**CHALLENGES**
[1] Answer these questions about the forum thread below, one per line:
(a) What limit does the Express version of Oracle have that the expensive versions lack?
(b) On what basis does Oracle charge for licenses, according to the thread?
(c) Which two databases outperformed Riak on writes in one poster's limited testing?
[2] In the forum thread below, what example reasons for choosing Oracle appear in the parentheses after "unless you have a reason to choose Oracle"?

Oracle Express actually has a free license. The Express version has most of the same functions as the expensive versions except the 5GB limit on database size. If your app doesn't require lots of data but needs all the SQL power, it's a good choice.

I was wondering the same thing. Our startup currently uses it when doing research on data sets, but it's a db I don't hear about very often when talking about startups. I'm assuming a big factor is price.

I use to work with Oracle daily (previous job) and now I use MySQL mostly with some Postgres and SQLServer at times (lots of client work).

I would say all these databases are worthwhile as long as the DBA is competent. Given that, unless you have a reason to choose Oracle (e.g. familiarity, integration with other applications, a specific Oracle only feature, contractual obligation), I see no reason to choose Oracle. Many companies choose Oracle because Oracle built a solid database/brand early on while catering to big businesses. MySQL and Postgres made great progress in the past decade make them valid alternatives.

The licensing is really an issue, especially when you get into the higher-end. They don't charge per computer, they charge per CPU. So you'll have to pay 4x as much in a dual CPU system (I'm not sure if they have a similar licensing structure for dual-core or quad-core systems)

Yeah, Oracle is mostly used by bigger companies.

Riak! We're ( http://bu.mp ) using more Riak every day. So far so good.

Ditto (http://dropc.am). Very write heavy load for us, which Riak handles without blinking. Fault tolerant, robust, and easy to administer. Every machine is identical, no special "master" nodes or anything like that.

I've heard this about Riak and I was quite excited to test it out for a new project, but in the limited testing I've done Cassandra and HBase both absolutely smoke Riak in terms of write performance. Not really apples to apples I suppose, but I was really surprised at how slow Riak was when handling many (millions) of small writes.

We haven't finished our testing/profiling phase yet, so any hints on how to optimize a large number of small writes (on the order of ~dozen bytes each) would be appreciated.

Without going too much into specifics and picking on individual databases (which I could do, boy do I have the scars...)

**INFORMATION PROVIDED**
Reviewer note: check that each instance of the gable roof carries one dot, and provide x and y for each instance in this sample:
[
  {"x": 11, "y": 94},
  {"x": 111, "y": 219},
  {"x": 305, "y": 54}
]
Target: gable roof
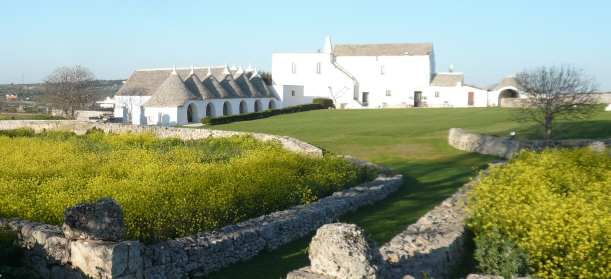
[
  {"x": 446, "y": 79},
  {"x": 168, "y": 89},
  {"x": 508, "y": 81},
  {"x": 383, "y": 49},
  {"x": 172, "y": 93}
]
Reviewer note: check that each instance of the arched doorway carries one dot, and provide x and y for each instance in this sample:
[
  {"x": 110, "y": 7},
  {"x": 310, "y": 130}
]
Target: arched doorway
[
  {"x": 243, "y": 107},
  {"x": 227, "y": 108},
  {"x": 508, "y": 94},
  {"x": 272, "y": 104},
  {"x": 210, "y": 110},
  {"x": 192, "y": 113},
  {"x": 257, "y": 105}
]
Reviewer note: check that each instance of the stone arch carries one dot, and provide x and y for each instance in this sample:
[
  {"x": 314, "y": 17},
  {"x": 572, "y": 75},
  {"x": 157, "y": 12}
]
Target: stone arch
[
  {"x": 272, "y": 104},
  {"x": 508, "y": 93},
  {"x": 227, "y": 108},
  {"x": 192, "y": 115},
  {"x": 210, "y": 110},
  {"x": 243, "y": 107},
  {"x": 258, "y": 105}
]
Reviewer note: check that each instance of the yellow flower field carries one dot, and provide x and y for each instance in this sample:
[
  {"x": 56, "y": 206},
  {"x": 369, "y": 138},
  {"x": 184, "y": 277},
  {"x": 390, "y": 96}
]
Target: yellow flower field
[
  {"x": 556, "y": 205},
  {"x": 166, "y": 187}
]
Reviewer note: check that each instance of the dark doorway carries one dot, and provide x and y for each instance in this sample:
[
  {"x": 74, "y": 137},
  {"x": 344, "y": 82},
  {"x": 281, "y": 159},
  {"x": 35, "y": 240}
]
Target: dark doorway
[
  {"x": 190, "y": 114},
  {"x": 417, "y": 99},
  {"x": 365, "y": 99}
]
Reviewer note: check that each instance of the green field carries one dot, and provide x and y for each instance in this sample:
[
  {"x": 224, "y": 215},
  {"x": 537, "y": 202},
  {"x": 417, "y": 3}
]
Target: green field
[{"x": 410, "y": 141}]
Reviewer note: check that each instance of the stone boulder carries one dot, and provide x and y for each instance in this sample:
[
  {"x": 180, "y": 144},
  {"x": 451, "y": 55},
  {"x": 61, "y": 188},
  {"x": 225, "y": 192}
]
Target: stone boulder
[
  {"x": 342, "y": 251},
  {"x": 103, "y": 220}
]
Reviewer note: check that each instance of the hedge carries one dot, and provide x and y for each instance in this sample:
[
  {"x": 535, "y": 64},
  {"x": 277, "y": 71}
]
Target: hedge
[{"x": 258, "y": 115}]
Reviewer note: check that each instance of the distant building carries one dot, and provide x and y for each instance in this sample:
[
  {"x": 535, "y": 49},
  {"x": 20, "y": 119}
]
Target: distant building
[
  {"x": 375, "y": 76},
  {"x": 172, "y": 97},
  {"x": 108, "y": 103}
]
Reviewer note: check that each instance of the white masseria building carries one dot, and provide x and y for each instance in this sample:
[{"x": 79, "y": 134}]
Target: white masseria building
[
  {"x": 170, "y": 97},
  {"x": 377, "y": 76}
]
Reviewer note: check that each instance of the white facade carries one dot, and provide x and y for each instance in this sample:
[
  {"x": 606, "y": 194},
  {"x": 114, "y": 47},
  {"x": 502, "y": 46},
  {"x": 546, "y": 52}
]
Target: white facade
[
  {"x": 373, "y": 76},
  {"x": 170, "y": 97}
]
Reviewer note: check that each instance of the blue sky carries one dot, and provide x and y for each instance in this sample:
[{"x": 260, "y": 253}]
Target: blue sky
[{"x": 486, "y": 40}]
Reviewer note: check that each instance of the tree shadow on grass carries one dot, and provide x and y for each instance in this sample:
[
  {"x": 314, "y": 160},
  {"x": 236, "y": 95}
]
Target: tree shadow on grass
[{"x": 592, "y": 129}]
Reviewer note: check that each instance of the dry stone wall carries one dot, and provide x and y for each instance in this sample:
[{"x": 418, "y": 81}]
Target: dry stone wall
[
  {"x": 508, "y": 147},
  {"x": 52, "y": 254},
  {"x": 435, "y": 245}
]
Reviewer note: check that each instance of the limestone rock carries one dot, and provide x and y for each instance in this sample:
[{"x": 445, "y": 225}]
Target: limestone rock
[
  {"x": 342, "y": 251},
  {"x": 103, "y": 220}
]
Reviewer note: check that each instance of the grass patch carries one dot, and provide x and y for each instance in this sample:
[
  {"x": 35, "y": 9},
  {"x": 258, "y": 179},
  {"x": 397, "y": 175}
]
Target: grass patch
[{"x": 412, "y": 142}]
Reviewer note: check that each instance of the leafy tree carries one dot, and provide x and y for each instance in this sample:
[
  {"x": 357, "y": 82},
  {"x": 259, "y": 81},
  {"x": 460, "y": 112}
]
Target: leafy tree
[
  {"x": 556, "y": 93},
  {"x": 70, "y": 88}
]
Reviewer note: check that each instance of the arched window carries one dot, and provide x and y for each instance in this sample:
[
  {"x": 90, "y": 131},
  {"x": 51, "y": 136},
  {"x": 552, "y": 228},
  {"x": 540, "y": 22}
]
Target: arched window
[
  {"x": 272, "y": 104},
  {"x": 243, "y": 107},
  {"x": 226, "y": 108}
]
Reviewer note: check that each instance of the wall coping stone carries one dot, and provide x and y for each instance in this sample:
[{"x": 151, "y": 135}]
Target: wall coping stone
[{"x": 507, "y": 147}]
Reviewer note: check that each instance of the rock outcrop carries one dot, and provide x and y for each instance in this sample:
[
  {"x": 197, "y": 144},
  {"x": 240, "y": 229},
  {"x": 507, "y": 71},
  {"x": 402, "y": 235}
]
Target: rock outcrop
[
  {"x": 100, "y": 221},
  {"x": 341, "y": 250}
]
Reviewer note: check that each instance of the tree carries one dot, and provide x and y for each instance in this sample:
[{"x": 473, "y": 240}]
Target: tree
[
  {"x": 70, "y": 88},
  {"x": 556, "y": 93}
]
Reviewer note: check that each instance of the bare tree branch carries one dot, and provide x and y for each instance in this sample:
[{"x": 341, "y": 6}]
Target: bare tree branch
[
  {"x": 70, "y": 88},
  {"x": 556, "y": 93}
]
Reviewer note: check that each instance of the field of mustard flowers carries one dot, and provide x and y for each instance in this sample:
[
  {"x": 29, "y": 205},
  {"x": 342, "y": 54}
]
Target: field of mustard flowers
[
  {"x": 553, "y": 206},
  {"x": 167, "y": 187}
]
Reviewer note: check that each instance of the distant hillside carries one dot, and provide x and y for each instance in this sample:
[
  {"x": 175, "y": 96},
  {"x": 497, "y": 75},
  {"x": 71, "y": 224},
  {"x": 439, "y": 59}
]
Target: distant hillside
[{"x": 34, "y": 91}]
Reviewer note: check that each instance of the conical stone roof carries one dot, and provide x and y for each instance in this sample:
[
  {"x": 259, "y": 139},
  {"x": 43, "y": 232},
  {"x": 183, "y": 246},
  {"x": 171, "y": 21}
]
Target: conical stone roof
[{"x": 172, "y": 93}]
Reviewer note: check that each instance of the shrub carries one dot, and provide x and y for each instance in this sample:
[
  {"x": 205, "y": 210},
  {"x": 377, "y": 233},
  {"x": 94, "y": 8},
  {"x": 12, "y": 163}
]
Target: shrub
[
  {"x": 10, "y": 250},
  {"x": 497, "y": 254},
  {"x": 555, "y": 206},
  {"x": 324, "y": 102},
  {"x": 258, "y": 115}
]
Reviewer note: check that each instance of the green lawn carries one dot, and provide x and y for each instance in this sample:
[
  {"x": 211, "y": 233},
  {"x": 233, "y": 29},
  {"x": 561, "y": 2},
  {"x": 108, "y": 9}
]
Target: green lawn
[{"x": 410, "y": 141}]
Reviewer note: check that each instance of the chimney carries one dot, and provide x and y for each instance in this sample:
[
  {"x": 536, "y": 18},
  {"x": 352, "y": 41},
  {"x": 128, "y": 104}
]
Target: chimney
[{"x": 328, "y": 47}]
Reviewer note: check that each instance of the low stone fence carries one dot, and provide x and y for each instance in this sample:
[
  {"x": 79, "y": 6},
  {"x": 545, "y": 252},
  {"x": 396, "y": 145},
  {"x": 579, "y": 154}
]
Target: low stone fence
[
  {"x": 52, "y": 255},
  {"x": 434, "y": 245},
  {"x": 80, "y": 127},
  {"x": 508, "y": 147},
  {"x": 53, "y": 252}
]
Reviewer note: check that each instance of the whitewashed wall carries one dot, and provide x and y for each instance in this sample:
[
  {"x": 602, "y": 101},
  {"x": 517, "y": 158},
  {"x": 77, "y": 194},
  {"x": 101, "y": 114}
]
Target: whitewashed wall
[
  {"x": 403, "y": 75},
  {"x": 306, "y": 79},
  {"x": 458, "y": 96}
]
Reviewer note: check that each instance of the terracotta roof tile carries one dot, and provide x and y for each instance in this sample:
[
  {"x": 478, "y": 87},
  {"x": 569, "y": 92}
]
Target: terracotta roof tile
[{"x": 383, "y": 49}]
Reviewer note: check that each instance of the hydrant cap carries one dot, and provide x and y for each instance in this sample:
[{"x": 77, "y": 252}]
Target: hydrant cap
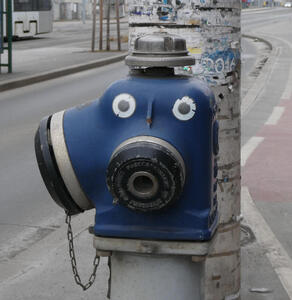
[{"x": 160, "y": 49}]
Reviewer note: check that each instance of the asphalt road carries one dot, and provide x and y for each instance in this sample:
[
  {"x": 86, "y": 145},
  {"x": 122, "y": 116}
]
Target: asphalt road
[
  {"x": 71, "y": 33},
  {"x": 27, "y": 212}
]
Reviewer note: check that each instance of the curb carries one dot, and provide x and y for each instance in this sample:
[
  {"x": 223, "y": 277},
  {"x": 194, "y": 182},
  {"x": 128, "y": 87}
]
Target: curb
[
  {"x": 24, "y": 81},
  {"x": 251, "y": 97}
]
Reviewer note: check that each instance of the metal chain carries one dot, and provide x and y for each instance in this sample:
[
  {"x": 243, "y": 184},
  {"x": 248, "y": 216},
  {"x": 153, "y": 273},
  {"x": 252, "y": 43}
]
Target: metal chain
[{"x": 73, "y": 259}]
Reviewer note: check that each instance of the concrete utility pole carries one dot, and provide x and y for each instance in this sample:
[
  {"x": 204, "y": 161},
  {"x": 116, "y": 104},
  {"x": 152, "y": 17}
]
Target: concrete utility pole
[
  {"x": 93, "y": 25},
  {"x": 212, "y": 31}
]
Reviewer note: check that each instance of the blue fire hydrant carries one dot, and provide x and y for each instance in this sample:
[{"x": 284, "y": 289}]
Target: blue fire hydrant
[{"x": 143, "y": 155}]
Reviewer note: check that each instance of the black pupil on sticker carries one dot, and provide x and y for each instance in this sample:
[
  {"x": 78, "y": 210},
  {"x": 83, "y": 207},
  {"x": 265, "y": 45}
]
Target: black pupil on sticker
[
  {"x": 184, "y": 108},
  {"x": 123, "y": 105}
]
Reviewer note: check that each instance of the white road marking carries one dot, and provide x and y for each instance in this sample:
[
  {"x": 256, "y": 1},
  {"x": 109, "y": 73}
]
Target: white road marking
[
  {"x": 277, "y": 255},
  {"x": 249, "y": 147},
  {"x": 275, "y": 115}
]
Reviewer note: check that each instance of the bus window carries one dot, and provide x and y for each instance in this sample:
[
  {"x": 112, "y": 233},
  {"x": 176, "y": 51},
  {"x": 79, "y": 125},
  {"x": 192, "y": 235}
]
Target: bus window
[
  {"x": 43, "y": 5},
  {"x": 23, "y": 5}
]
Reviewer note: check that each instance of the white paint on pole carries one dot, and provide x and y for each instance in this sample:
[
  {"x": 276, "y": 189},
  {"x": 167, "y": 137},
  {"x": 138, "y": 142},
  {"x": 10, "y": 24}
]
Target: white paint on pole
[
  {"x": 287, "y": 94},
  {"x": 249, "y": 148},
  {"x": 277, "y": 255},
  {"x": 275, "y": 115},
  {"x": 212, "y": 33}
]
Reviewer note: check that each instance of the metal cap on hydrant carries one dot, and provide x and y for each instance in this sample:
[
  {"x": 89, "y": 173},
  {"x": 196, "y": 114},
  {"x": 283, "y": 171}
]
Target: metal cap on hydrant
[{"x": 160, "y": 49}]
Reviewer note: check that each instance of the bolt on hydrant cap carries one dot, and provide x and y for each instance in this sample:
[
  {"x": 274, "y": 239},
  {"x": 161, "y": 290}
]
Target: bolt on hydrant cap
[{"x": 160, "y": 49}]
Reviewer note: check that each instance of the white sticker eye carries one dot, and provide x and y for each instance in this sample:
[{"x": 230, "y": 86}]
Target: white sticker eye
[
  {"x": 184, "y": 109},
  {"x": 124, "y": 105}
]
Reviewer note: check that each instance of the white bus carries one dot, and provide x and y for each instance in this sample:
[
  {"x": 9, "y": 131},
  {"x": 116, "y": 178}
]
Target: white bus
[{"x": 30, "y": 17}]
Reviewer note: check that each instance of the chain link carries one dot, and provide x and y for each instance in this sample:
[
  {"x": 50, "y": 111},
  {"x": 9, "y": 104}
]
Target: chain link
[{"x": 73, "y": 259}]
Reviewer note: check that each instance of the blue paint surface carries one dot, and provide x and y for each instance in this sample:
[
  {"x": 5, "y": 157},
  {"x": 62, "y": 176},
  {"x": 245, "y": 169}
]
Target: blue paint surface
[{"x": 92, "y": 132}]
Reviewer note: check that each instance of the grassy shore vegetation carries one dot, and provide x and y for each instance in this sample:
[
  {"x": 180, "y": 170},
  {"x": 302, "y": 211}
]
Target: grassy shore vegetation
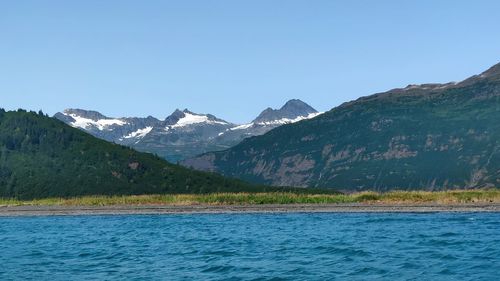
[{"x": 394, "y": 197}]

**SOLUTION LIST**
[1]
(a) A 5GB limit on database size.
(b) Per CPU, not per computer.
(c) Cassandra and HBase.

[2]
Familiarity
Integration with other applications
A specific Oracle only feature
Contractual obligation